## Задание A
Верните дословно часть фрагмента о мученичестве, которая начинается со слов «Помимо библейских и» и заканчивается словами «запрет на самоубийство.».

## Фрагмент документа
>>>>

Помимо библейских и постбиблейских прецедентов еврейское средневековое мученичество нельзя рассматривать отдельно от христианского контекста. Греческое martys изначально означавшее «свидетель», свидетельствующий об истинном Боге, к середине II века превращается в «свидетельствующего о Боге своей смертью», «погибшего за веру» – и в этом значении слово переходит в латынь. Вслед за мучеником Иисусом Деяния и Послания апостолов и ранняя история христианства изобилуют добровольными мучениками за веру, отправляющимися в Рим на погибель, провоцирующими казни, совершающими самоубийства. На этом фоне в эпоху поздней античности складывается культ мучеников – с паломничеством к могилам, поминовением, почитанием мощей и реликвий. При этом параллельно действовал церковный запрет на самоубийство.

<<<<

## Задание B
Выведите в виде таблицы Markdown строки записей, начиная со строки, содержащей «Point out every instance of the person standing», и до конца записей включительно. Столбцы назовите «Номер» и «Строка записи», пустые строки пропустите.

Необработанные записи
>>>>

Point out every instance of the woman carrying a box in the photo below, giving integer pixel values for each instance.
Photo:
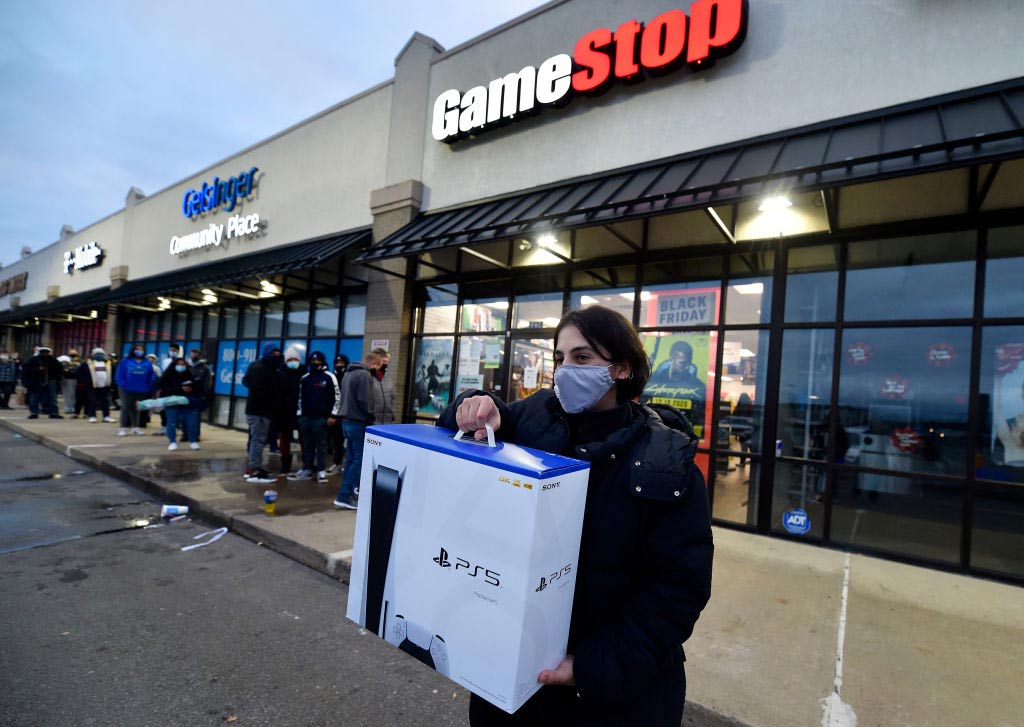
(645, 555)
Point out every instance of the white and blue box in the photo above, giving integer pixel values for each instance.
(465, 555)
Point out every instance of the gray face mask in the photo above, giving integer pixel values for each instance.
(580, 387)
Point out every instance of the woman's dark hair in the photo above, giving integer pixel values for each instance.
(608, 331)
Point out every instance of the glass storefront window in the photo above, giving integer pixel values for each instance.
(431, 376)
(811, 284)
(326, 315)
(805, 394)
(274, 318)
(928, 276)
(438, 313)
(480, 359)
(683, 304)
(540, 310)
(1000, 405)
(355, 315)
(250, 319)
(1004, 292)
(896, 514)
(903, 398)
(484, 314)
(996, 538)
(298, 318)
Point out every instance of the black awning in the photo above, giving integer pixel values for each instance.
(65, 304)
(270, 262)
(965, 128)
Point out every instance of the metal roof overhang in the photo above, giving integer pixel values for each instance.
(270, 262)
(965, 128)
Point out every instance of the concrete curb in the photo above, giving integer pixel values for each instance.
(249, 527)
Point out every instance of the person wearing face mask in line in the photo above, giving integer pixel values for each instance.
(94, 384)
(177, 381)
(136, 378)
(645, 555)
(318, 407)
(285, 418)
(41, 376)
(335, 435)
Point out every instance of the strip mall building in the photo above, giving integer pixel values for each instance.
(812, 210)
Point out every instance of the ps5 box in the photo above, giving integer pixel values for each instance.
(465, 555)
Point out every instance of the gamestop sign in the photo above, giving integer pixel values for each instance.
(631, 52)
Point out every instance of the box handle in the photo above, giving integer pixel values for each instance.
(491, 435)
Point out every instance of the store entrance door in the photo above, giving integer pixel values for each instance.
(530, 366)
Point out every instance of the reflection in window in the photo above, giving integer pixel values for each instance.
(484, 314)
(929, 276)
(903, 400)
(438, 313)
(541, 310)
(1004, 292)
(805, 395)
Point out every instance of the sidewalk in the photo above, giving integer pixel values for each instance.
(919, 646)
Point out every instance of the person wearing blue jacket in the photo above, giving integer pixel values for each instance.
(320, 407)
(136, 380)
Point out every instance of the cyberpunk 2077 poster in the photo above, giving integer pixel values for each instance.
(679, 365)
(432, 376)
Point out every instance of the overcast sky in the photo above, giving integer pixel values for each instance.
(99, 96)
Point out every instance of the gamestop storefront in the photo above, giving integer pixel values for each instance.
(821, 258)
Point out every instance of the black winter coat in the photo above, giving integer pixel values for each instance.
(645, 562)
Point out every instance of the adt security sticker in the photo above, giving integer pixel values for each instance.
(797, 521)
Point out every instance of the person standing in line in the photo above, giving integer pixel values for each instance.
(93, 379)
(70, 361)
(318, 407)
(202, 374)
(263, 384)
(357, 414)
(335, 436)
(285, 418)
(41, 375)
(136, 377)
(384, 415)
(177, 381)
(8, 378)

<<<<

## Ответ A
Помимо библейских и постбиблейских прецедентов еврейское средневековое мученичество нельзя рассматривать отдельно от христианского контекста. Греческое martys изначально означавшее «свидетель», свидетельствующий об истинном Боге, к середине II века превращается в «свидетельствующего о Боге своей смертью», «погибшего за веру» – и в этом значении слово переходит в латынь. Вслед за мучеником Иисусом Деяния и Послания апостолов и ранняя история христианства изобилуют добровольными мучениками за веру, отправляющимися в Рим на погибель, провоцирующими казни, совершающими самоубийства. На этом фоне в эпоху поздней античности складывается культ мучеников – с паломничеством к могилам, поминовением, почитанием мощей и реликвий. При этом параллельно действовал церковный запрет на самоубийство.

## Ответ B
| Номер | Строка записи |
|---|---|
| 1 | Point out every instance of the person standing in line in the photo above, giving integer pixel values for each instance. |
| 2 | (93, 379) |
| 3 | (70, 361) |
| 4 | (318, 407) |
| 5 | (202, 374) |
| 6 | (263, 384) |
| 7 | (357, 414) |
| 8 | (335, 436) |
| 9 | (285, 418) |
| 10 | (41, 375) |
| 11 | (136, 377) |
| 12 | (384, 415) |
| 13 | (177, 381) |
| 14 | (8, 378) |